= Task description =
Continue the article on the STEP UP workplace physical activity study, picking up right after its last sentence.

Wearables might not offer enough motivation to get your daily steps, but a little competition might work.
Researchers combined behavioral insights, gaming elements such as points and levels, and social elements like support, collaboration, or competition to generate significantly positive results in a workplace physical activity program. But when the study, called STEP UP, turned off the gaming elements, only participants in the competition group sustained higher levels of physical activity.
“Gamification and wearable devices are used commonly in workplace wellness programs and by digital health applications, but there is an opportunity to improve their impact on health behaviors by better incorporating behavioral insights and social incentives,” says Mitesh Patel, the director of Penn Medicine’s Nudge Unit and an assistant professor of medicine and health care management.
“We found that a behaviorally designed gamification program led to significant increases in physical activity compared to a control group that used wearable devices alone. During the nine-month trial, the average person in the competition arm walked about 100 miles more than the average person in control.”
Daily steps
For six months, roughly 600 employees from Deloitte Consulting LLP in 40 US states took part in a physical activity program. Each participant classified as obese or overweight had daily, personalized step goals, with steps recorded via wearable devices that provided feedback to the participants. Researchers formed four groups: One in which participants only had their goals and the device, and three others with games tied to their goals.
The “gamified” groups could achieve points and different tiers, or “levels.”
Importantly, researchers designed the games to use principles from behavioral economics. This included having all participants sign a commitment contract, before beginning, pledging to strive for their daily goal, agreeing to have points allocated upfront lost—instead of gained—if they didn’t meet goals, and having a “fresh start” each week with a new set of points. Additionally, there were five levels to the game. Each participant started at the middle, which allowed for progression or regression based on goal achievement. Researchers adapted all the elements from a previous clinical trial that tested a similar approach among families.
Each gamified group centered around a social element. The support group participants chose a “sponsor” who received a weekly notification of whether participant reached the step goals and could provide encouragement or motivation.

= Given information =
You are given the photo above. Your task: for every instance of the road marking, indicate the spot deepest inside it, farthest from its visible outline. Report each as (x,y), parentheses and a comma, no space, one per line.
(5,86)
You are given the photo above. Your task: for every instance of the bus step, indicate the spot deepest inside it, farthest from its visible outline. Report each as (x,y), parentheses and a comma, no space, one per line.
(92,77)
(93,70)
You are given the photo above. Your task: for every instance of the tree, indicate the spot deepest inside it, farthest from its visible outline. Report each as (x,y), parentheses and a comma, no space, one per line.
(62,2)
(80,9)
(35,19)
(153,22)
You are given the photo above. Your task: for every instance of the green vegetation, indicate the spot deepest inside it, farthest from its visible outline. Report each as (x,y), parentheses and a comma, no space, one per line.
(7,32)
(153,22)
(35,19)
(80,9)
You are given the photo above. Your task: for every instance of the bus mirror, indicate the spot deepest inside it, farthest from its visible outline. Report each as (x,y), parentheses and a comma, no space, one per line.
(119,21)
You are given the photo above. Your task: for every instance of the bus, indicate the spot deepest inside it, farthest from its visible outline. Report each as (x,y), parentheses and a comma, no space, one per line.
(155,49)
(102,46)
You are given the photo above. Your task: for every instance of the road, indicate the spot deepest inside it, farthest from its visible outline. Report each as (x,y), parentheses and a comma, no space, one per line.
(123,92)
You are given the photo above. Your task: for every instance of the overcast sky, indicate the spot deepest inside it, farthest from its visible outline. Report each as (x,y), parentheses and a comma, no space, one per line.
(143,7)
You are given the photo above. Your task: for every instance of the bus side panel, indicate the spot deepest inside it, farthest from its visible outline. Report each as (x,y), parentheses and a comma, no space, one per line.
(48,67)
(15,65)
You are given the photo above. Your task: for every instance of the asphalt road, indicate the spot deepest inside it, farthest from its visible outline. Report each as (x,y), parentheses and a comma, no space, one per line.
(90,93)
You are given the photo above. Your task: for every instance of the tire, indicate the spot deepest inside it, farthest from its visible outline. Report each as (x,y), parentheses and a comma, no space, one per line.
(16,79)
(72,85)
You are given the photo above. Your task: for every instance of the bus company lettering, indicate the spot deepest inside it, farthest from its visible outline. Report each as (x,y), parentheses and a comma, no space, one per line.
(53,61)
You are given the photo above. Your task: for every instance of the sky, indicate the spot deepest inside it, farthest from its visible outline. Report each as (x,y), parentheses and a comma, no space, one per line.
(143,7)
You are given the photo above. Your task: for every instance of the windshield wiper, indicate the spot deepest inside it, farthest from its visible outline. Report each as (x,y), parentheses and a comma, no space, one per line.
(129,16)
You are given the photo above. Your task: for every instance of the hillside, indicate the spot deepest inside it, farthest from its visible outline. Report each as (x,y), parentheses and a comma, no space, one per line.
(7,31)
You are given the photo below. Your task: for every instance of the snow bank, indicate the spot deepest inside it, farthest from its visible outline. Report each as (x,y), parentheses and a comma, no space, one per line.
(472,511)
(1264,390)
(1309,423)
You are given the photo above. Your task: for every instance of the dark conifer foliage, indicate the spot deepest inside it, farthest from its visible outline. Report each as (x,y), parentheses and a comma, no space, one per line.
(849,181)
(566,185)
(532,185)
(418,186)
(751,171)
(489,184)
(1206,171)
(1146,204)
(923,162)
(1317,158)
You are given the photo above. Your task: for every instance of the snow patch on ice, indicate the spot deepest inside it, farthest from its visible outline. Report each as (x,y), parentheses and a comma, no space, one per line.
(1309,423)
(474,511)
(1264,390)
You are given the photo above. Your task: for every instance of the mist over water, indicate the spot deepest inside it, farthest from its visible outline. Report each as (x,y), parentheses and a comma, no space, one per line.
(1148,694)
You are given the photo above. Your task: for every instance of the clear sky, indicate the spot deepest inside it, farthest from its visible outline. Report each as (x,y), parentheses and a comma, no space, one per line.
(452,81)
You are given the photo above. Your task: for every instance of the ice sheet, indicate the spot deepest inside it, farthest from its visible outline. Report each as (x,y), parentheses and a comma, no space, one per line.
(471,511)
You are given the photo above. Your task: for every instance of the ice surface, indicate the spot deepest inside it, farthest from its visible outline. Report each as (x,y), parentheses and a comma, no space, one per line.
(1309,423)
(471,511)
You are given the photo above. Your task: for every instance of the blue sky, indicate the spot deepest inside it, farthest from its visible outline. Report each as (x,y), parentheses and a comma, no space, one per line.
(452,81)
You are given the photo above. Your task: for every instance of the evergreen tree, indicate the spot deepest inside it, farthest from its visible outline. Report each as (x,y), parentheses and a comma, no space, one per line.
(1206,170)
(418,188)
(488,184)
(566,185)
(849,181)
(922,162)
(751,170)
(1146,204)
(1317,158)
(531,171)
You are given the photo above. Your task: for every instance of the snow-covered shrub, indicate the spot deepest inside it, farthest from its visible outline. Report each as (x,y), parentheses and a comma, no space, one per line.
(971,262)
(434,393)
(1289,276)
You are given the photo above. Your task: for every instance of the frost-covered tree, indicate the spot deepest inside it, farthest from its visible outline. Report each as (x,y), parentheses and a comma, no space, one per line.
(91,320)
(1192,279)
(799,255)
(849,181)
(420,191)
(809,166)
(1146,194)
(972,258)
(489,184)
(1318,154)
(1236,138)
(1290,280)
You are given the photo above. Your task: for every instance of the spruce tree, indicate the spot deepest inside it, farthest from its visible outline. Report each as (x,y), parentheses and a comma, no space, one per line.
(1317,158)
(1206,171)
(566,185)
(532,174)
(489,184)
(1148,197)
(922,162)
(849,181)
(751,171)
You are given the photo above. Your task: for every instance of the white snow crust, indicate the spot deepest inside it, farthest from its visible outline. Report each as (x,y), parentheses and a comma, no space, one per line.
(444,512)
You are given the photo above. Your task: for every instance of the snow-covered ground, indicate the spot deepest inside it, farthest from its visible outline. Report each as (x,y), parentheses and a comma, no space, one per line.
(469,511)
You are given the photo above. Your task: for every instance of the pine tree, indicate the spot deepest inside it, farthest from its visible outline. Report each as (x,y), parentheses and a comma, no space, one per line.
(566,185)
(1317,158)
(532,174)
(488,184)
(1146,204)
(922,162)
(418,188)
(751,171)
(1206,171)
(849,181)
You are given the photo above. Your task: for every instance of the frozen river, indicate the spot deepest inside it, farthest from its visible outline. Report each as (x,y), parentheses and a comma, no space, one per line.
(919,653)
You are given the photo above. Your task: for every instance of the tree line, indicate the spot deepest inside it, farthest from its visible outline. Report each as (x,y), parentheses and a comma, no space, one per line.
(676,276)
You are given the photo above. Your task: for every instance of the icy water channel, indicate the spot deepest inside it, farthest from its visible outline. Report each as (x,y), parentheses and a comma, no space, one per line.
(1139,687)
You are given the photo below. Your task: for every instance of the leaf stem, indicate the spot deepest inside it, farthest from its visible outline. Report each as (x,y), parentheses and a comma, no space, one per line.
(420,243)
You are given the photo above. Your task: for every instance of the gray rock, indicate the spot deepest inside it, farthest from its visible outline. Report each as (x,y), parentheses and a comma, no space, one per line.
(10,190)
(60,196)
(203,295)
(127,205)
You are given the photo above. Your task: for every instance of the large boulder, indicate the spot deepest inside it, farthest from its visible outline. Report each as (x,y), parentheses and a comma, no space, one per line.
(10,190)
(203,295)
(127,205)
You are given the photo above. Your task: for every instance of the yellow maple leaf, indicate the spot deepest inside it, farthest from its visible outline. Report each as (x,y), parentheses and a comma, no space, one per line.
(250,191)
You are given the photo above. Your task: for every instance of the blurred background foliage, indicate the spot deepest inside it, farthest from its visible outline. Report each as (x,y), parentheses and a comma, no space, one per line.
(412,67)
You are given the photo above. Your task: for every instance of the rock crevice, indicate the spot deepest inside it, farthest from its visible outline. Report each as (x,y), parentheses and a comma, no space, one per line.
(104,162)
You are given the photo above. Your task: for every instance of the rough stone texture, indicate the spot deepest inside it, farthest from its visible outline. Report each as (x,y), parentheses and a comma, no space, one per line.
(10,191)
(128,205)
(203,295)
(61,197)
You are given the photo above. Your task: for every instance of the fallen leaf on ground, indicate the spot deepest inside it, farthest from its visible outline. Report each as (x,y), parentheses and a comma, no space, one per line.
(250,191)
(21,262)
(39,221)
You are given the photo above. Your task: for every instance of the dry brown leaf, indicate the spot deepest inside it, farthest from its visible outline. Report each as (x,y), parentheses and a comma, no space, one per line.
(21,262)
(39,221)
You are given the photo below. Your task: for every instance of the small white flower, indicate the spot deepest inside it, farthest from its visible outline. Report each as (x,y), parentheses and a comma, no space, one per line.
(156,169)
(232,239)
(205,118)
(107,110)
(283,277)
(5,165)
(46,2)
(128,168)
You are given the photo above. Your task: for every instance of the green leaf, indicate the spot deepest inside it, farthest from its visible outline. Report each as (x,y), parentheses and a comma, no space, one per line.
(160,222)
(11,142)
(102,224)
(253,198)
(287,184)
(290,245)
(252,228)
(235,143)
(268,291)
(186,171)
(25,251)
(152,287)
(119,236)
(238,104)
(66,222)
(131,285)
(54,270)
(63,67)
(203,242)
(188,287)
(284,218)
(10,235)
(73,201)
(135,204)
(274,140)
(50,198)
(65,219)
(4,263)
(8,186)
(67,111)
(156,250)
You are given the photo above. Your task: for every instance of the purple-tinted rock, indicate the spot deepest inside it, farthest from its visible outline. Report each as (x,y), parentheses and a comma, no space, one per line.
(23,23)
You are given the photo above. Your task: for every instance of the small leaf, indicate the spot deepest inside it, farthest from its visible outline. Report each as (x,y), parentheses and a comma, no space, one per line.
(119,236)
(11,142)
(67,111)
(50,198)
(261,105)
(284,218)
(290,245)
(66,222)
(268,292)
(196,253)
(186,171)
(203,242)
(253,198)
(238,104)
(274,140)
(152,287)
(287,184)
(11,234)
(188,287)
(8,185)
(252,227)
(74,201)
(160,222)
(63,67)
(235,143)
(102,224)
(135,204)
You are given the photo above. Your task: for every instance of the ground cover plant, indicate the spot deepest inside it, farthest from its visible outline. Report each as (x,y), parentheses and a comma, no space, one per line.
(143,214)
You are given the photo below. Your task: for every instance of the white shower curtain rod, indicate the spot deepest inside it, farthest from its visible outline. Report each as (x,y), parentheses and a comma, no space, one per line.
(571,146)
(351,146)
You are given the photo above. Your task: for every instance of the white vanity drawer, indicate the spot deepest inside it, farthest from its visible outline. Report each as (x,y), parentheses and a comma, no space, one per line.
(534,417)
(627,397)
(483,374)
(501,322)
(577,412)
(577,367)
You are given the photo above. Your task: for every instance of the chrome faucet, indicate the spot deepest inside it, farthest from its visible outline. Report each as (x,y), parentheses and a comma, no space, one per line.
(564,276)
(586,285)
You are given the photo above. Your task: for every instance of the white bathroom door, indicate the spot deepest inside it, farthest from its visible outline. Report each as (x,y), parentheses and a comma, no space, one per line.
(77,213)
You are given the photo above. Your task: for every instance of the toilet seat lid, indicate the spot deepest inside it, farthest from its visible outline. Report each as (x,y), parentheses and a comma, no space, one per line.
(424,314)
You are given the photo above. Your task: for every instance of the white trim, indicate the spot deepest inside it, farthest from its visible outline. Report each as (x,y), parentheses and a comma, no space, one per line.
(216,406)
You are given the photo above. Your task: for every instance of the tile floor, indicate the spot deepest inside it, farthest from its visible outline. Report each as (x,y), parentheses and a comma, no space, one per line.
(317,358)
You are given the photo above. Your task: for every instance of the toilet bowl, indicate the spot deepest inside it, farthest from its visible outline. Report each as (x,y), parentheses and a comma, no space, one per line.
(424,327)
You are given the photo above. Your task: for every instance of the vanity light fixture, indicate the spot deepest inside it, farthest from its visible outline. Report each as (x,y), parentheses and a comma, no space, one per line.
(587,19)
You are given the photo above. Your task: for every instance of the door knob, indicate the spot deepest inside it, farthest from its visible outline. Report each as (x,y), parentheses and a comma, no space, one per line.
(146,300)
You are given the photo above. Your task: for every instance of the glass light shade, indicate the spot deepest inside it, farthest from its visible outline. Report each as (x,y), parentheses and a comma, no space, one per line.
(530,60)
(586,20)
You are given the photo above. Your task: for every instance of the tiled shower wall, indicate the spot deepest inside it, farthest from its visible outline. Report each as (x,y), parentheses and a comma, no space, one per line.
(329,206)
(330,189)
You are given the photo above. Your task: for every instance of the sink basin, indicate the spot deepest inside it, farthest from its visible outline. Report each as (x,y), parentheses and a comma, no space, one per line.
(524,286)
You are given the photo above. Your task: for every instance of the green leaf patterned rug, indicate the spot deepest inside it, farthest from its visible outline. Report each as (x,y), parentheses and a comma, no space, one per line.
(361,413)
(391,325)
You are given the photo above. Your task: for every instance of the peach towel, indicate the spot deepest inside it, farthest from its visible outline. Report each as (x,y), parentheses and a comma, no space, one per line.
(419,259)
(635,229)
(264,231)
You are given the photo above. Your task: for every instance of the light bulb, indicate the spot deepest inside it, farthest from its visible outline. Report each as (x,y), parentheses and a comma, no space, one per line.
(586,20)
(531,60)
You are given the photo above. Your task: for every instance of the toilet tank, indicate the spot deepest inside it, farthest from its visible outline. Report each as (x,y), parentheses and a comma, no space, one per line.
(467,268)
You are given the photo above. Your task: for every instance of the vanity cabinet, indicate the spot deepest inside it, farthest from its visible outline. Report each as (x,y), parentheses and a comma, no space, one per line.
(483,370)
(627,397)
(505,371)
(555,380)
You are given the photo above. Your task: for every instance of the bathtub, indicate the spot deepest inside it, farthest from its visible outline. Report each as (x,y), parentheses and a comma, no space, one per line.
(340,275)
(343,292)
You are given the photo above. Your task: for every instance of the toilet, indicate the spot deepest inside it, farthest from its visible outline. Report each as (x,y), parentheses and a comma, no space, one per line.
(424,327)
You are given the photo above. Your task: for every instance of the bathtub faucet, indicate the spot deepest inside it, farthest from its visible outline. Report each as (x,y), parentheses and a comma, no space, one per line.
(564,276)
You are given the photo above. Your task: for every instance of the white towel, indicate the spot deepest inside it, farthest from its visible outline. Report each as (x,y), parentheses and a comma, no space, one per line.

= Result of the task =
Researchers split the collaboration group into teams of three. Each day, they randomly selected a member to represent the team and, if they reached their goal on the prior day, the whole team kept its points.
Researchers also split the competition group into clusters of three who received a weekly leaderboard email showing their individual rankings compared to each other.
Who benefits?
During the six-month intervention, the gamification with competition group increased their physical activity by 920 steps per day more than control, a significant difference. Support and collaboration also lead to significant increases of 689 and 637 steps more per day than control, respectively.
The real difference between the arms of the study showed up in the three months after the gamification turned off. Only participants in the competition group saw a lasting effect, with a 569 daily step increase compared to control. Both former collaboration and support employees averaged more steps than the control group, but neither were significant.
Researchers say the data collected from each participant on a wide range of characteristics including demographics, personality type, and social networks will be key to the next steps of the study.
“Most interventions are designed as one-size-fits-all, in which a single intervention is deployed to a large population,” Patel says. “Even if the program works on average, many participants may not benefit. Our next step will be to use data from this trial to develop behavioral profiles that could be used in the future to match the right intervention to the right person.”
Deloitte Consulting and Penn funded the study, which appears in JAMA Internal Medicine.